**Text provided:**
BEGIN
So, let's use that here.

Namely, this is equal to 1 minus tangent

squared x divided by secant squared x.

And now, let's divide both terms in the numerator by secant squared x,

which gives us 1 divided by secant

squared x minus tangent squared x divided by secant squared x.

And now, let's convert everything to sine and cosine.

In other words, this is equal to 1 over secant x is cosine x, and so,

1 over secant squared x is cosine squared x, and then minus,

now tangent x is sine x over cosine x,

so tangent squared x is sine squared x over cosine squared x,

and secant squared x is 1 over cosine squared x.

Now, what is this simplified to?

Remember, when we divide fractions,

it's the same as multiplying the numerator by the reciprocal of the denominator.

In other words, this is sine squared x divided by cosine squared x,

and then times cosine squared x over 1.

Now, won't these cosine squared x's cancel?
END
**Task data:**
BEGIN
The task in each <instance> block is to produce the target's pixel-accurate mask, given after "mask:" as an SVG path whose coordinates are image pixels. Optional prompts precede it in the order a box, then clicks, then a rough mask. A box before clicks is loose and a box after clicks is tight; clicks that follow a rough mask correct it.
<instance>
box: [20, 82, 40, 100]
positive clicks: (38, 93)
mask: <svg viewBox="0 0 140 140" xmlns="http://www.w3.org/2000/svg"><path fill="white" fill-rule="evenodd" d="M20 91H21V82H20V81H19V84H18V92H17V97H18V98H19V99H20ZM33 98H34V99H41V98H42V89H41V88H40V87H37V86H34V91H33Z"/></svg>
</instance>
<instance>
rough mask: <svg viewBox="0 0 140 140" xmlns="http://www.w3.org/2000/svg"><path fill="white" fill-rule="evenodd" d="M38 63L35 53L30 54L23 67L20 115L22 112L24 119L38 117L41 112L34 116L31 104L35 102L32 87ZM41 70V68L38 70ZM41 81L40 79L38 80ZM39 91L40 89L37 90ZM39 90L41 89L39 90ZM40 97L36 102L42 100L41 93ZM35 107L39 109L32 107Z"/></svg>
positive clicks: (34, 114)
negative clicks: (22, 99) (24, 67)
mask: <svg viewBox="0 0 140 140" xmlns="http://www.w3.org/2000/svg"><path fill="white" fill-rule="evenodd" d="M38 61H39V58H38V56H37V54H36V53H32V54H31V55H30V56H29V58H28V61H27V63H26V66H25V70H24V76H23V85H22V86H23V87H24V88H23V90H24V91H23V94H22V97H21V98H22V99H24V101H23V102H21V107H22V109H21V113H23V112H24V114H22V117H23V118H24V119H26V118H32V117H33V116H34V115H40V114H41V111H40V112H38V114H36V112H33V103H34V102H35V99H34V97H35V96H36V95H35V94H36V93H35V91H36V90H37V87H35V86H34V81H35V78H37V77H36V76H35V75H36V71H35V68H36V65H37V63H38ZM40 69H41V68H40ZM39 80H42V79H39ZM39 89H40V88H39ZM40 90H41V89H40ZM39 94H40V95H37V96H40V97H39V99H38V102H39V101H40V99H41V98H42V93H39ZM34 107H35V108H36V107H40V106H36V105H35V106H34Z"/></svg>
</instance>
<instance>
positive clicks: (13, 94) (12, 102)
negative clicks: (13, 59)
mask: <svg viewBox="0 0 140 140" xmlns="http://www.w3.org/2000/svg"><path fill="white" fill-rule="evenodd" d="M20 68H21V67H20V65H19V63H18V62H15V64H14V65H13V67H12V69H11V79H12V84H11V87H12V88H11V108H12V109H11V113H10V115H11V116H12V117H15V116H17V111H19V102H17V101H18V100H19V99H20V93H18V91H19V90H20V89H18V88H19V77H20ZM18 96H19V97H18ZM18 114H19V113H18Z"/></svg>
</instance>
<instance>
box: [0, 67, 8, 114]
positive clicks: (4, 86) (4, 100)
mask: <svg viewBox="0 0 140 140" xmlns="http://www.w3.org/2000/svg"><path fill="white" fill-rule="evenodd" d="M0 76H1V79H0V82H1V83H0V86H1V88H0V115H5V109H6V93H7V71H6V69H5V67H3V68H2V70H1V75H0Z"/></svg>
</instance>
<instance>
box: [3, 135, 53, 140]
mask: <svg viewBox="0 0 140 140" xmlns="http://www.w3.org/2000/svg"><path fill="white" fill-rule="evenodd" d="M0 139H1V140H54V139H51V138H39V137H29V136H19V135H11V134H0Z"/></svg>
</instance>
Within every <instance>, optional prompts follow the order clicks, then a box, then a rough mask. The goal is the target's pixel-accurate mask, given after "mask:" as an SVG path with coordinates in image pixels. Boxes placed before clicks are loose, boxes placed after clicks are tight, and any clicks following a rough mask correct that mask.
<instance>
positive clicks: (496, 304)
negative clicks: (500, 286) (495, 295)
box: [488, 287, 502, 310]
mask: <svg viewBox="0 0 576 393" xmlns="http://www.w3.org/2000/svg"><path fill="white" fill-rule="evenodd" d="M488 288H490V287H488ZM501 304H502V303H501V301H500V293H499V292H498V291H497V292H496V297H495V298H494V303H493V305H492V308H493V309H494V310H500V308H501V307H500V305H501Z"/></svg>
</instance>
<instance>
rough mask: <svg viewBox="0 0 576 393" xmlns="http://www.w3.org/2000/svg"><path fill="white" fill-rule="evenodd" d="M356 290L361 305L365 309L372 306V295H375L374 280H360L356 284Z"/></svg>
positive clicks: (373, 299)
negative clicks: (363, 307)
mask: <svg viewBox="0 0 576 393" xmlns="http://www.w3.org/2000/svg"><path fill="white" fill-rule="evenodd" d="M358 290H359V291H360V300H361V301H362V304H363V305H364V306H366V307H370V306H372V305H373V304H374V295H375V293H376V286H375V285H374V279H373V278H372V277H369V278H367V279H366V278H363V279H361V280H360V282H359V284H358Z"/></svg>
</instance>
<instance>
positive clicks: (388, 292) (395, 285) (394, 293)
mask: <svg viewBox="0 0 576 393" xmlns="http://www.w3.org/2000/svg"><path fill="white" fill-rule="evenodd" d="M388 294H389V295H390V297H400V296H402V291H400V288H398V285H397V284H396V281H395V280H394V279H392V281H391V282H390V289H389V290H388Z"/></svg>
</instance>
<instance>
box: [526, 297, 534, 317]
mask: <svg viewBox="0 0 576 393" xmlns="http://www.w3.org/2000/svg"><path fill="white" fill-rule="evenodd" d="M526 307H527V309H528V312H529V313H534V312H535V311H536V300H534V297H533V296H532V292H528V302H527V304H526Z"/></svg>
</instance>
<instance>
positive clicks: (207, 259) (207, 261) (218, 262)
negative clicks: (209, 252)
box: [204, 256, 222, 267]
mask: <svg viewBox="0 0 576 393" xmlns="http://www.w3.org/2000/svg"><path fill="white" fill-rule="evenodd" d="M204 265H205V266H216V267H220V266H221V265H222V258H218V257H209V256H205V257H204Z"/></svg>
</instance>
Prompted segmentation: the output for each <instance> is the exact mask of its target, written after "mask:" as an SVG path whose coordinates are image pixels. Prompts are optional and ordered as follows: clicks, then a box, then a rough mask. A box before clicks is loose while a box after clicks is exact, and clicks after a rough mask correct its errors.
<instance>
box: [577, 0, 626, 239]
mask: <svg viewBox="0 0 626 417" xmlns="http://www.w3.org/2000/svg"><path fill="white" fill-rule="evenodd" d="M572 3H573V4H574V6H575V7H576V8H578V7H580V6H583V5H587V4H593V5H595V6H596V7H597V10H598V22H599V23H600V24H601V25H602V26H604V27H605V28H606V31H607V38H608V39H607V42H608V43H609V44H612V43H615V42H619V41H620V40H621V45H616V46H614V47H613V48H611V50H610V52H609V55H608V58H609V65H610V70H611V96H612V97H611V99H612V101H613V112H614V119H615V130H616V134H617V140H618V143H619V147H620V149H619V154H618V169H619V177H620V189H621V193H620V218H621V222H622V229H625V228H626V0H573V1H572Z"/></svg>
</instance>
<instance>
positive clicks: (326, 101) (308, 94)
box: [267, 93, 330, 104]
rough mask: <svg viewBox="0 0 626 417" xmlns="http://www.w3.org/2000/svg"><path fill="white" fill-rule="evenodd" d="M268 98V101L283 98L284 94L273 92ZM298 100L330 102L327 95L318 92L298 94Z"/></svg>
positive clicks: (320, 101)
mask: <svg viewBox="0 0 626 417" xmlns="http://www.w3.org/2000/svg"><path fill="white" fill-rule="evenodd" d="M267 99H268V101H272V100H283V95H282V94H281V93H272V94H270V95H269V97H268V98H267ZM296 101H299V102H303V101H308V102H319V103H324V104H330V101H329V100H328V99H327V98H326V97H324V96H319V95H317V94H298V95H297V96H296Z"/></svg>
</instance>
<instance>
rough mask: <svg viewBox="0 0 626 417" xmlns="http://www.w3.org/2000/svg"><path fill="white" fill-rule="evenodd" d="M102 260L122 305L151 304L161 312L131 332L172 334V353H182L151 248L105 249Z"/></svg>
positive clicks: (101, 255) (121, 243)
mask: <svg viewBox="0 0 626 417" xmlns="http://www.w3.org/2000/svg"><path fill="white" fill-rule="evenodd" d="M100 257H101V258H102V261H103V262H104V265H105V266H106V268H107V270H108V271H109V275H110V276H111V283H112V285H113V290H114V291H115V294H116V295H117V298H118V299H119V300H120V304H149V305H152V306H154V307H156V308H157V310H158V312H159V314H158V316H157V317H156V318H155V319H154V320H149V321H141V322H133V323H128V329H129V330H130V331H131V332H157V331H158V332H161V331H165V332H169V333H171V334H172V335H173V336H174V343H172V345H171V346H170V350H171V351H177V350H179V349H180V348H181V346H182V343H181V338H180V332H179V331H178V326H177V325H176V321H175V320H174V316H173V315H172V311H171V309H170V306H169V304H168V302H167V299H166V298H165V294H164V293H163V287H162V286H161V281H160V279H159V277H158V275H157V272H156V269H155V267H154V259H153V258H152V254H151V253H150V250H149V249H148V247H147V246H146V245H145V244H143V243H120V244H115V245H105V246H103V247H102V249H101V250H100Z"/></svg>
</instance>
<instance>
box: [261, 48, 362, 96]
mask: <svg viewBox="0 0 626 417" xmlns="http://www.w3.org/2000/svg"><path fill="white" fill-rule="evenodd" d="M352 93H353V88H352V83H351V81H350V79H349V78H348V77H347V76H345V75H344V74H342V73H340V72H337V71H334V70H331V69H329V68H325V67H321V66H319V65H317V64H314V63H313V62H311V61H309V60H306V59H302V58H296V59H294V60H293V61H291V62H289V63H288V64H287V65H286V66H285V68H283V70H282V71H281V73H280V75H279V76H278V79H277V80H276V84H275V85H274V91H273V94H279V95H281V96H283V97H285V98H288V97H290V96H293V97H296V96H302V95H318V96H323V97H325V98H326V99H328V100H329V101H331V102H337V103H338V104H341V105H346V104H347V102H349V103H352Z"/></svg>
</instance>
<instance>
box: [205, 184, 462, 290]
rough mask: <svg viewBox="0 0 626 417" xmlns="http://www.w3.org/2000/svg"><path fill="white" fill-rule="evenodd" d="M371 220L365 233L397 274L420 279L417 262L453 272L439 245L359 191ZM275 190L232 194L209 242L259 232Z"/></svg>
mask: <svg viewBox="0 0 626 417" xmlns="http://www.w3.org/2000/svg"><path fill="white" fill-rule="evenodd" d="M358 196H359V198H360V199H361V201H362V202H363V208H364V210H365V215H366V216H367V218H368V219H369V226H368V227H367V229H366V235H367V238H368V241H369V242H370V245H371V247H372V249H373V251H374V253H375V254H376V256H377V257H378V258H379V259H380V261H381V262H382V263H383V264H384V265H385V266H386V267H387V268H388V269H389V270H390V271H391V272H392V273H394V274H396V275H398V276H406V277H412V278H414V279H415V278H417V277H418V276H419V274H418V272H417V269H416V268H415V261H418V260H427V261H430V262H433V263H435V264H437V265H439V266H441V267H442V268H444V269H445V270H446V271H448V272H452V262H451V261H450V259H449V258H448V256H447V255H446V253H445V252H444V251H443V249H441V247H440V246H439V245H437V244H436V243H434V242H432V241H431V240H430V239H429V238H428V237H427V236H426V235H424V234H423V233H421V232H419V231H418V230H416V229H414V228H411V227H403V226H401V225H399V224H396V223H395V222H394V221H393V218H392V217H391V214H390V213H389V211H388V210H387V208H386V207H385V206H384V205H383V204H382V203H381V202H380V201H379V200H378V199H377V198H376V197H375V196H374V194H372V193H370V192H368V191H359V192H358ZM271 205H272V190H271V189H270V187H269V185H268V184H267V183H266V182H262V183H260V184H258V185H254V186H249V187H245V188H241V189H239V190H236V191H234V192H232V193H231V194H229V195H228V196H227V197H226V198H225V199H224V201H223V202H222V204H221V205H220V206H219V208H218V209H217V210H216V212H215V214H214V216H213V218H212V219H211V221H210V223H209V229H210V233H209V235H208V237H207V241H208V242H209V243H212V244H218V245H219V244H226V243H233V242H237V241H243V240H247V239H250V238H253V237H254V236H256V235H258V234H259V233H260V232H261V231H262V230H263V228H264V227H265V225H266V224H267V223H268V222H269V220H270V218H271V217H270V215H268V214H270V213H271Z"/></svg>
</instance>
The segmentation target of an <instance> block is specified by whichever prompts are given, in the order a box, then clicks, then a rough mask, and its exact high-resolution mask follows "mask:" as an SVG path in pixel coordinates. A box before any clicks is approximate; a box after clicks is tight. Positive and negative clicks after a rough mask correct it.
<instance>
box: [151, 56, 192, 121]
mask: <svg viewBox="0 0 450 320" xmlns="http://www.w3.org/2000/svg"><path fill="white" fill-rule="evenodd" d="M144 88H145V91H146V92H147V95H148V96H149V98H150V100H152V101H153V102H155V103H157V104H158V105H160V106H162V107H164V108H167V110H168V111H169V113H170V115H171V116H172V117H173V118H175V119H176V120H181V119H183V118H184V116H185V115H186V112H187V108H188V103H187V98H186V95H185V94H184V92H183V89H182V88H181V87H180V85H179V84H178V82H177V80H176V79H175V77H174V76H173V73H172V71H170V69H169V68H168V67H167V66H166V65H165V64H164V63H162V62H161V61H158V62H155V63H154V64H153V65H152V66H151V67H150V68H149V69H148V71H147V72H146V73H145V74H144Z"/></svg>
END
**Assigned task A:** Set down the rows verbatim, beginning at their first line and stopping after the line that contains "positive clicks: (38, 93)".
**Assigned task B:** Supply the next part of the trigonometry walkthrough, picking up after its final sentence.
The rows and the trigonometry walkthrough have no connection to each other.

**Exercise answer A:**
The task in each <instance> block is to produce the target's pixel-accurate mask, given after "mask:" as an SVG path whose coordinates are image pixels. Optional prompts precede it in the order a box, then clicks, then a rough mask. A box before clicks is loose and a box after clicks is tight; clicks that follow a rough mask correct it.
<instance>
box: [20, 82, 40, 100]
positive clicks: (38, 93)

**Exercise answer B:**
So, all we're left with then is just sine squared x.

That is this is equal to cosine squared x minus sine squared x.

Now, let's recall all the Double Angle Formulas.

Unlike sine and tangent,

cosine has three different double angle formulas.

But if we look at them,

what we just got is equal to the right hand side of the first one,

which means that what we just got is equal to cosine of 2x.

So, this is equal to

cosine 2x which is our left hand side.

And so, we verified this identity.

And this is how we verify a trig identities that involve the Double Angle Formulas.

Thank you, and we'll see you next time.